Jusqu'à présent la forme, la taille, la couleur de la fleur n'ont pas été examinées. C'est le moment d'y regarder de près. La forme ? Les goûts de l'examinateur ont à ce niveau une importance certaine. Telle personne préférera les formes ondulées, voire frisées ou, même, crêpées comme on en fait de nos jours. Telle autre appréciera davantage les fleurs nettes et lisses, typiques de l'iris traditionnel. Il n'existe pas en ce domaine de règle rigoureuse, si ce n'est qu'il n'y pas de place aujourd'hui pour des fleurs molles et tombantes fragiles et tristes. La taille ? Elle doit rester en harmonie avec l'ensemble de la plante : pas de haute plante avec des fleurs de petites dimensions, pas non plus de plante plutôt basse avec des grosses fleurs... La couleur enfin ? En dehors des phénomènes de mode, il n'y a pas de couleur à rejeter. Même si les couleurs ternes, bourbeuses, imprécises n'ont guère de chance d'attirer l’œil de l'observateur. Mais, bien entendu un coloris frais et agréable, une association de couleur, un modèle original seront immanquablement appréciés et mieux notés que la nième version d'un modèle éculé ou d'un coloris mille fois vu.

========================

Exercices:
a) D'après l'extrait sur l'examen des fleurs d'iris, quelles fleurs n'ont plus leur place aujourd'hui ?
b) Poursuivez le texte sur l'examen des fleurs d'iris après sa dernière phrase.
Ces enregistrements n'ont aucun lien avec l'extrait.

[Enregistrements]

========================

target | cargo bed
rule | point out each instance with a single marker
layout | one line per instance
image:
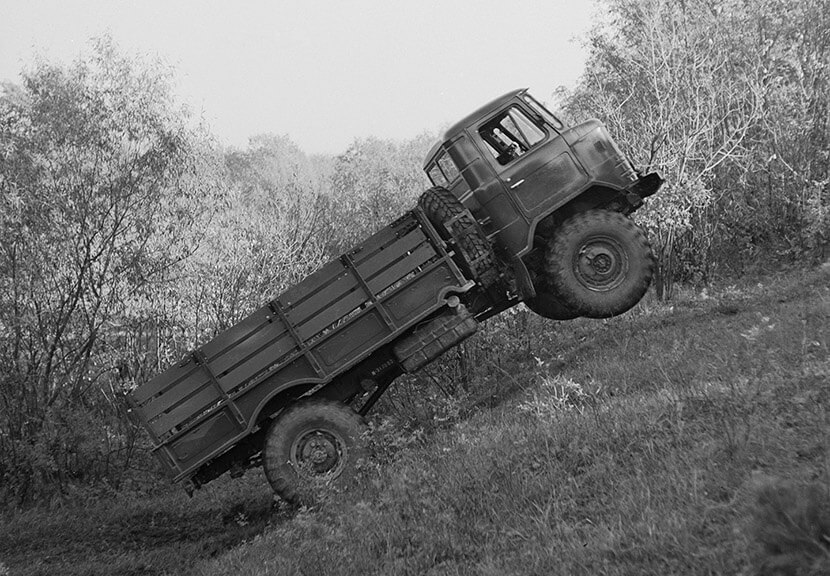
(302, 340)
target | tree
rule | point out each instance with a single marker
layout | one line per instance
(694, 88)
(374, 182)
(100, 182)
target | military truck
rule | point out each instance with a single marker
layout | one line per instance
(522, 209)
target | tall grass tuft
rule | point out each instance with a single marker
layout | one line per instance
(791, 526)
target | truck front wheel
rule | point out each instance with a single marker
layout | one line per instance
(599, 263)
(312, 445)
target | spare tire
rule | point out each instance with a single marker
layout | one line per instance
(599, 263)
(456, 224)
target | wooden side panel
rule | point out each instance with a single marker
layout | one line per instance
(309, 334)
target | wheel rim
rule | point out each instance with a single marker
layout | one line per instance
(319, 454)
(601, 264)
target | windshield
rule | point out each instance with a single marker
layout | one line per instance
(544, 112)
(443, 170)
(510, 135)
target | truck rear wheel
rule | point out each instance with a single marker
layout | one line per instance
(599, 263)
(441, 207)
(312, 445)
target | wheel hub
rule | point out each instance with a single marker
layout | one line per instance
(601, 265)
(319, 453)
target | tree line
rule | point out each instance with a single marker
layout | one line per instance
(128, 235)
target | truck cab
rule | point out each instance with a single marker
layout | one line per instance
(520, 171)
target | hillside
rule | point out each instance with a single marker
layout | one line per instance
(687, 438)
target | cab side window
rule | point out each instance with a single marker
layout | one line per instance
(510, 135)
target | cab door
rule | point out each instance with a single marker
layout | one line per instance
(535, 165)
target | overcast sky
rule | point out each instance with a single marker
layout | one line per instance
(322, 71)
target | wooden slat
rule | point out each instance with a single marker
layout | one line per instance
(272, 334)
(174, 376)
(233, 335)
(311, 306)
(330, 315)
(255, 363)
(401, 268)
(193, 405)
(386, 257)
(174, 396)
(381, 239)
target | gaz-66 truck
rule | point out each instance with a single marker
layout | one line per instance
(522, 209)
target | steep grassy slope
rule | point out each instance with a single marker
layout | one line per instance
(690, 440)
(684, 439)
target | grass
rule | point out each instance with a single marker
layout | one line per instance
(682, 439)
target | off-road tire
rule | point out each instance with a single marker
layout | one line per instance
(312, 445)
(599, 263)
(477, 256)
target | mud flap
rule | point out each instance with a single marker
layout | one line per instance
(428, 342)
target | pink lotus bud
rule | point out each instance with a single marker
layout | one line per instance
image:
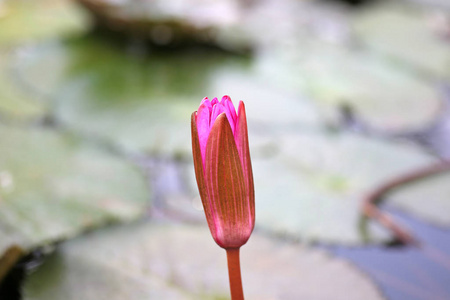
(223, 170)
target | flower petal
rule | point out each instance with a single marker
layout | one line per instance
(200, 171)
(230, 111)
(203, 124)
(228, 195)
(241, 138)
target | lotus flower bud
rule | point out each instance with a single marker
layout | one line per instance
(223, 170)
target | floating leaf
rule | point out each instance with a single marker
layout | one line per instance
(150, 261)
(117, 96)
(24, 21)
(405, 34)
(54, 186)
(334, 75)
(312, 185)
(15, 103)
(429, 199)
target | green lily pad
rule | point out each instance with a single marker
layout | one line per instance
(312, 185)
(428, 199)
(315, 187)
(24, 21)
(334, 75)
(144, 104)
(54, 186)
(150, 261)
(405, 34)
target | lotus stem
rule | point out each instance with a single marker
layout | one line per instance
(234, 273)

========================

Résultats par exercice:
a) Les fleurs molles et tombantes, fragiles et tristes.

b)
Dans chaque variété il y a un peu de tout cela. Chez certaines les bons points sont plus nombreux que les points négatifs et c'est ce qui fera leur succès. Car même s'ils ne jugent pas aussi méticuleusement que les membres d'un jury, les amateurs d'iris choisiront plus ou moins consciemment les variétés les plus belles à tous points de vue. C'est pourquoi, pour se faire une idée complète des iris que l'on veut se procurer, rien ne vaut une visite dans une pépinière spécialisée, même si les producteurs mettent en général à leurs catalogues des plantes bien sous tous rapports. Encore que, ces dernières années, la multiplications des variétés nouvelles mises sur le marché laisse à craindre que des plantes de moindre qualité horticole ne se glissent dans le paquet !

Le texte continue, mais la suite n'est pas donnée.